Objectives:
(1) In the Haibin profile, what GPA is listed?
(2) From the Haibin profile, quote the passage starting with "High Performance Computing, Operating" and going on through "and kernel stack?".

Text:
----
ATFact 图片
Haibin: A High Performance System Researcher

Abstract

We present Haibin, a system researcher dedicated in High Performance Computing(HPC). Haibin is a Junior Turing Class student at Southern University of Science and Technology (SUSTech), majoring in Computer Science. Problem-solving is his lifelong delight. He is currently participating in research in the fields of Parallel Computing, GPU Computing, and Distributed Computing at the SUSTech HPC-Lab.

Keywords

High Performance Computing, Operating System, Software Engineering, Compiler

Introduction

  • What would happen if you use gdb to observe another gdb?

  • How did LLVM implement OpenMP?

  • In context switches, we have PCB. So why do we still need to store information in the user stack and kernel stack?

My research motivation stems from a deep curiosity for these “stupid” problems.  I find profound joy in discovering and dissecting the hidden mechanisms behind computer systems.

This paper outlines the architectural evolution of my academic design, from a baseline instruction set (coursework) to custom optimization (research projects), culminating in a proposal to transition from an undergraduate compute node to a Ph. D.-scale parallel research unit, as Figure 1 shows.

“Live, travel, adventure, bless, and don’t be worry.”

Haibin's HPC Academic Journey
Figure 1: Haibin's HPC academic architecture.

Haibin’s Main Design

As shown in Figure 2, my academic architecture integrates two research applications and multiple project-level modules. In this architecture, I am fueled by a principle I live and work by:

“The only people for me are the mad ones, the ones who are mad to live, mad to talk, mad to be saved, desirous of everything at the same time, the ones who never yawn or say a commonplace thing, but burn, burn, burn like fabulous yellow roman candles exploding like spiders across the stars and in the middle you see the blue centerlight pop and everybody goes ‘Awww!”

— Jack Kerouac

Haibin's Main Architecture
Figure 2: Haibin's Main Architecture.

Education

Sept 2022 – Present, Southern University of Science and Technology, Undergraduate in Computer Science

  • GPA: 3.70/4.0

  • Coursework: Operating System(H) 96, Machine Learning(H) 96

Publications

ICPP 2025
sym

ParaCOSM: A Parallel Framework for Continuous Subgraph Matching

Haibin Lai, Sicheng Zhou, Site Fan, Zhuozhao Li

Project

  • In this paper, we present ParaCOSM (Parallel COntinuous Subgraph Matching), an efficient parallel framework for existing Continuous Subgraph Matching algorithms on CPU. ParaCOSM achieves $1.2\times$ to $30.2\times$ speedups across datasets and up to two orders of magnitude faster execution, with up to 71% higher success rates on large query graph .

  • We will open source ParaCOSM at github soon

Research Project

  • Aug 2024 - Mar 2025, Geochemistrypi, China. Online Intern, Zhejiang University DataEarth Lab.

  • Dec 2024 - Jan 2025, Viritio-gpu support for Asterinas OS. Implemented virtio-gpu driver in Asterinas Operating System on Qemu using Rust. The driver works with page buffer scheme and allow user library like mesa communicates with qemu virtio using specfic syscall.
----
Data section:
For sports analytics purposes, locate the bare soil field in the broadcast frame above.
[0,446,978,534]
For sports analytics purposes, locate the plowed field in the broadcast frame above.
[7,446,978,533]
----
Results in order:
(1) 3.70/4.0

(2)
High Performance Computing, Operating System, Software Engineering, Compiler

Introduction

  • What would happen if you use gdb to observe another gdb?

  • How did LLVM implement OpenMP?

  • In context switches, we have PCB. So why do we still need to store information in the user stack and kernel stack?